Data items:
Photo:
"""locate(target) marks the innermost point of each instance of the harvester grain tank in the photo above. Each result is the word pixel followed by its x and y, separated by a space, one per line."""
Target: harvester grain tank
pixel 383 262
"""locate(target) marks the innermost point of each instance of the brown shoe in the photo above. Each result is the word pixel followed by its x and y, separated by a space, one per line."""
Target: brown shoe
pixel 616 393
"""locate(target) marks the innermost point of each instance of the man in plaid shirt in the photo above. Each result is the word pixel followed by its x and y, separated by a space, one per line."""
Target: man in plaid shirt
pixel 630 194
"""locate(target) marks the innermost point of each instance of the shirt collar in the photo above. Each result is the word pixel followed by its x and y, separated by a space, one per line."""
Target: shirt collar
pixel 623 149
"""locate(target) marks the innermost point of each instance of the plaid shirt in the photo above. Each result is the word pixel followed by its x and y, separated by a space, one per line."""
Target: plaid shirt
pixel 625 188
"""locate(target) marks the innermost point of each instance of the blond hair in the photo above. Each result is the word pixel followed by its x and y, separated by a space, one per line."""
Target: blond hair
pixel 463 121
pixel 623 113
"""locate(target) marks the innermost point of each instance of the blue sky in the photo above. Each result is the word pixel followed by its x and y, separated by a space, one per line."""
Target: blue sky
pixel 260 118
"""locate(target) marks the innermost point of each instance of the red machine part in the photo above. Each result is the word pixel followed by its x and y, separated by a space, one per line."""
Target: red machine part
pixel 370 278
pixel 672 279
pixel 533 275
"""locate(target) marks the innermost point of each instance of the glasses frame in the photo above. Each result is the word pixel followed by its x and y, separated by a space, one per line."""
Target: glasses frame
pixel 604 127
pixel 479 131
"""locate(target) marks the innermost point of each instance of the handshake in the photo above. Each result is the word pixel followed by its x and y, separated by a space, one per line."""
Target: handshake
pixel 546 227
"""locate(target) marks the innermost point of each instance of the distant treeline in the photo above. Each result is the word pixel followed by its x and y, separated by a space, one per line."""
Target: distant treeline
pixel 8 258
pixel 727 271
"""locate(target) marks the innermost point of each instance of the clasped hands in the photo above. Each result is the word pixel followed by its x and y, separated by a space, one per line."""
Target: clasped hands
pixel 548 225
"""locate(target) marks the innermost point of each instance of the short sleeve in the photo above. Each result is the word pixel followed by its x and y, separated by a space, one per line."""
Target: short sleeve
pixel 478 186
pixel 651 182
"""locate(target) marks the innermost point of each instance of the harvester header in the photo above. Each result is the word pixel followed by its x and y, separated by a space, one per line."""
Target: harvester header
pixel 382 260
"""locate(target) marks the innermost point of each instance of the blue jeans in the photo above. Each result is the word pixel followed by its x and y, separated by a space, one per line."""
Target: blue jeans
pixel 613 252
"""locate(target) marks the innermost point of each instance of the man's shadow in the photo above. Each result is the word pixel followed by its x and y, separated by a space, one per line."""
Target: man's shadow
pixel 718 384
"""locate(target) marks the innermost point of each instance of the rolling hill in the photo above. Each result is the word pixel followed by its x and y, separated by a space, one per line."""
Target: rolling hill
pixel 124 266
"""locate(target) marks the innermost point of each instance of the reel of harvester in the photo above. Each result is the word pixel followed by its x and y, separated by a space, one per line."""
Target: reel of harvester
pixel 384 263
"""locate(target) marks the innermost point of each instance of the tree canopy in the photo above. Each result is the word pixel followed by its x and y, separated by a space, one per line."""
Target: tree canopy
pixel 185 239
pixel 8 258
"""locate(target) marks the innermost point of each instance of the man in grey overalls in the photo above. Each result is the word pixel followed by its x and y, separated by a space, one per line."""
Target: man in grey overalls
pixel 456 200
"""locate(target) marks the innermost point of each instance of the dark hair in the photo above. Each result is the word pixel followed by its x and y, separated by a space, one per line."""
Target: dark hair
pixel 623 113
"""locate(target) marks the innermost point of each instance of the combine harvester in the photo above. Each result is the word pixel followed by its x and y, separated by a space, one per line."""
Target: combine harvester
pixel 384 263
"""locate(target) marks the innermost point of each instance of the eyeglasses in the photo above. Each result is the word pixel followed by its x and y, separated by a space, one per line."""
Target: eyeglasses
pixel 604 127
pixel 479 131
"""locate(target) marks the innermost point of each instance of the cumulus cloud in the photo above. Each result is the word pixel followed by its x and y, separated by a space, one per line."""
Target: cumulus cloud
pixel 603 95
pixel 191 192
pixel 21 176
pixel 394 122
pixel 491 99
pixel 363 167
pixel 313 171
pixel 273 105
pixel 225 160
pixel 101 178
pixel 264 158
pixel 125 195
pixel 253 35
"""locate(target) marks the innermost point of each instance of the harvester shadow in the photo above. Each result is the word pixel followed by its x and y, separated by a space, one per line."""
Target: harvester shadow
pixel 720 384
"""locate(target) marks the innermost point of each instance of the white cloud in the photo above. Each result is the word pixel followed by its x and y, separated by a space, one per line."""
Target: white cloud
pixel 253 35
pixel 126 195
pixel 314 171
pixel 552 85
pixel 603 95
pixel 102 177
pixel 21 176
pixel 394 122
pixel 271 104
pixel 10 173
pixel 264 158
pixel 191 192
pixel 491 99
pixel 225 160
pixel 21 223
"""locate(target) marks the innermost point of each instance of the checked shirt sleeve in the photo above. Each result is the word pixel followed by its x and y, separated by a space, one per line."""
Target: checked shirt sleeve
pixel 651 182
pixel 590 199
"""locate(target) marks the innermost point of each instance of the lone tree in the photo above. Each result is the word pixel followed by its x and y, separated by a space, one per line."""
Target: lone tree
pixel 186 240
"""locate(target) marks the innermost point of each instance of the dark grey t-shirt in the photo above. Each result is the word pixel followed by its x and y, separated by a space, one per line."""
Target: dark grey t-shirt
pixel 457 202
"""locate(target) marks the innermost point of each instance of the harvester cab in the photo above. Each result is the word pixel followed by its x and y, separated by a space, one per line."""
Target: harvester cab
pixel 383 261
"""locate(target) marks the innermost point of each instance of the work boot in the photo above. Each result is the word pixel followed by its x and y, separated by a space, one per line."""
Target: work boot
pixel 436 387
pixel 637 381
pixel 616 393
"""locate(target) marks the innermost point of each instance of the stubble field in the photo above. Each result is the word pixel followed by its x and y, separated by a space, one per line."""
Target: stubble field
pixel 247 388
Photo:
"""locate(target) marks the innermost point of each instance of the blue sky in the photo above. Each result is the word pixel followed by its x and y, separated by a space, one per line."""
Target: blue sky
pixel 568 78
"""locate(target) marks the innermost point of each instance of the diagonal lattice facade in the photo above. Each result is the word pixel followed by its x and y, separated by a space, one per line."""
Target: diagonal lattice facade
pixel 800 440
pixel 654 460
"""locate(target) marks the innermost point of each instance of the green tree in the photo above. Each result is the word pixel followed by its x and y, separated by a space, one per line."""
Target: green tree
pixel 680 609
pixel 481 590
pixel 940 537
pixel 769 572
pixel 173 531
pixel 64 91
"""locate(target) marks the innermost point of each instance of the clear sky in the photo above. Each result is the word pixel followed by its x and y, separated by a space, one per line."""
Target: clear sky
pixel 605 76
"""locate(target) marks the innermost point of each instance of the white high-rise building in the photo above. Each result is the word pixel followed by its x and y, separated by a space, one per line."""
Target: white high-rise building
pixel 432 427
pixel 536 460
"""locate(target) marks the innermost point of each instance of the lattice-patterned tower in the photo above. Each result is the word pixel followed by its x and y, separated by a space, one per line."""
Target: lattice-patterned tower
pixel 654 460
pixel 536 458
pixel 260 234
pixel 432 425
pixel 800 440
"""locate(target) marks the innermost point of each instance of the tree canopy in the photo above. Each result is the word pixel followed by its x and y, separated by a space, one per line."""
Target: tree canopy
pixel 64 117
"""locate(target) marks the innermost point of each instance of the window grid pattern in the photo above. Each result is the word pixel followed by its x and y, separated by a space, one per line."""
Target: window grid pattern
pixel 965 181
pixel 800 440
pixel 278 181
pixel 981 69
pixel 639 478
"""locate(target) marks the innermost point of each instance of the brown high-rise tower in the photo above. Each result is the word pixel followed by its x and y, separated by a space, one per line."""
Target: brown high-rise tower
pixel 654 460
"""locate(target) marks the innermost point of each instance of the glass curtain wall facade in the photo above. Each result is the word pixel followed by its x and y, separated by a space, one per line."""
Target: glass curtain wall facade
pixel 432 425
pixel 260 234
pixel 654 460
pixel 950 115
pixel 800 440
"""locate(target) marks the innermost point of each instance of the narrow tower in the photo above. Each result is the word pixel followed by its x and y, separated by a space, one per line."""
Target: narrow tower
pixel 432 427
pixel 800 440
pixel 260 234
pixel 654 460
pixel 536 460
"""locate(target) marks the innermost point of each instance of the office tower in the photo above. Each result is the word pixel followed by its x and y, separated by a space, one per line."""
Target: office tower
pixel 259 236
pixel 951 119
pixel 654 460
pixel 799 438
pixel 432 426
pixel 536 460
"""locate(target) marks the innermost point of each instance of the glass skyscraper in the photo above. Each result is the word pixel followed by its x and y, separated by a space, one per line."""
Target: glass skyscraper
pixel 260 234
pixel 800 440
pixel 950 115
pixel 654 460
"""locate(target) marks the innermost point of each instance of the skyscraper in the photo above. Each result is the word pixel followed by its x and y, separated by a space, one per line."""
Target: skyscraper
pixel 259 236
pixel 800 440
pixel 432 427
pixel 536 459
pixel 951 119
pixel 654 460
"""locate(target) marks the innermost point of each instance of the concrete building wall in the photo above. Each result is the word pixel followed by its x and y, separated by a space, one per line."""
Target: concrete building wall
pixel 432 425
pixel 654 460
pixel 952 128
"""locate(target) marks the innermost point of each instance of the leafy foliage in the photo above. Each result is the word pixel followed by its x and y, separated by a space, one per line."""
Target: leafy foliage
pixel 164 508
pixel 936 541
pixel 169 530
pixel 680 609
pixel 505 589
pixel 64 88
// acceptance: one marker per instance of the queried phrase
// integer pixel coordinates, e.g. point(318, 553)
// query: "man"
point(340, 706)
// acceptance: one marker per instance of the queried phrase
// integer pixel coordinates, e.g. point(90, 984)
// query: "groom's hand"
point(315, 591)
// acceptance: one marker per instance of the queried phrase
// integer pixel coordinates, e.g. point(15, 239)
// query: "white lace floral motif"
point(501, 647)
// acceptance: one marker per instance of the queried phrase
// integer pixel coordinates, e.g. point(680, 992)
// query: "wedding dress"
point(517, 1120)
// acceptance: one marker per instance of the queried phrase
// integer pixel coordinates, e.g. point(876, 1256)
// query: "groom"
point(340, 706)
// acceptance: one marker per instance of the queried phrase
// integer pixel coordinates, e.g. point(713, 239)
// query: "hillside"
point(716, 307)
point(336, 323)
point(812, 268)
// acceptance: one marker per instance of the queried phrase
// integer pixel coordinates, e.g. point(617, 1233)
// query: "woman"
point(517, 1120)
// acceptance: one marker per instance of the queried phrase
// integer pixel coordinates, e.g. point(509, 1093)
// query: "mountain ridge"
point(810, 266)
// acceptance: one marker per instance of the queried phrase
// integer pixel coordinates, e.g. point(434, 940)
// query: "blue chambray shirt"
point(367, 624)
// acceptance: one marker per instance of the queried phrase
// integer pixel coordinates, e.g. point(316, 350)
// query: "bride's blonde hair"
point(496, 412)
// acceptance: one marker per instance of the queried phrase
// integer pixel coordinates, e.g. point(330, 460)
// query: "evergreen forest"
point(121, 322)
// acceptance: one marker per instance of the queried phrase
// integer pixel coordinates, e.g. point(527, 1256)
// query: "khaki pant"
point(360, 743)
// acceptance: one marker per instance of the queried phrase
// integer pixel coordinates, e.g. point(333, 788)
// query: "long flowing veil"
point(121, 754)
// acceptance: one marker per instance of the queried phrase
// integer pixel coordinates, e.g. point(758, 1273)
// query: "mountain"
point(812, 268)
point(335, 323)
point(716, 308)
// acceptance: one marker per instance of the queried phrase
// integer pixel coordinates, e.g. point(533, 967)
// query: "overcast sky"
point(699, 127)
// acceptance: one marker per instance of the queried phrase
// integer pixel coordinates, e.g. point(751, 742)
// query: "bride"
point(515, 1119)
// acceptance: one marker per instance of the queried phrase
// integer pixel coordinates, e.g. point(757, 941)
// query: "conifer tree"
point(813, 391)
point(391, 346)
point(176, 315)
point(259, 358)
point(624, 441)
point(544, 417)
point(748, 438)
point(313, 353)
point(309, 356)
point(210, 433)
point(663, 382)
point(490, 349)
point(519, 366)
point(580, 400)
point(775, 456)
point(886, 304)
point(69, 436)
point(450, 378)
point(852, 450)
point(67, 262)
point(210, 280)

| EXERCISE DESCRIPTION |
The required answer is the run of lines above, starting at the line with "Target: combine harvester" and ending at the line with "the harvester shadow", reproduced exactly with both ends.

| EXPECTED ANSWER |
Target: combine harvester
pixel 384 263
"""locate(target) marks the innermost point of each instance of the eyeglasses in the photo above. Each result is the word pixel followed by its x and y, separated by a space, one per line."""
Target: eyeglasses
pixel 604 127
pixel 479 131
"""locate(target) marks the innermost point of each instance of the cumulus cloud in the photo above. Each result is the word pixel followed by its x and y, separated by a space, one per line."""
Target: cumulus cloud
pixel 603 95
pixel 191 192
pixel 21 176
pixel 394 122
pixel 491 99
pixel 363 167
pixel 313 171
pixel 273 105
pixel 225 160
pixel 101 178
pixel 264 158
pixel 125 195
pixel 253 35
"""locate(target) marks the innermost point of each instance of the harvester shadow in the photo above. Each result is the word pixel followed by its x and y, separated by a space, one per line."""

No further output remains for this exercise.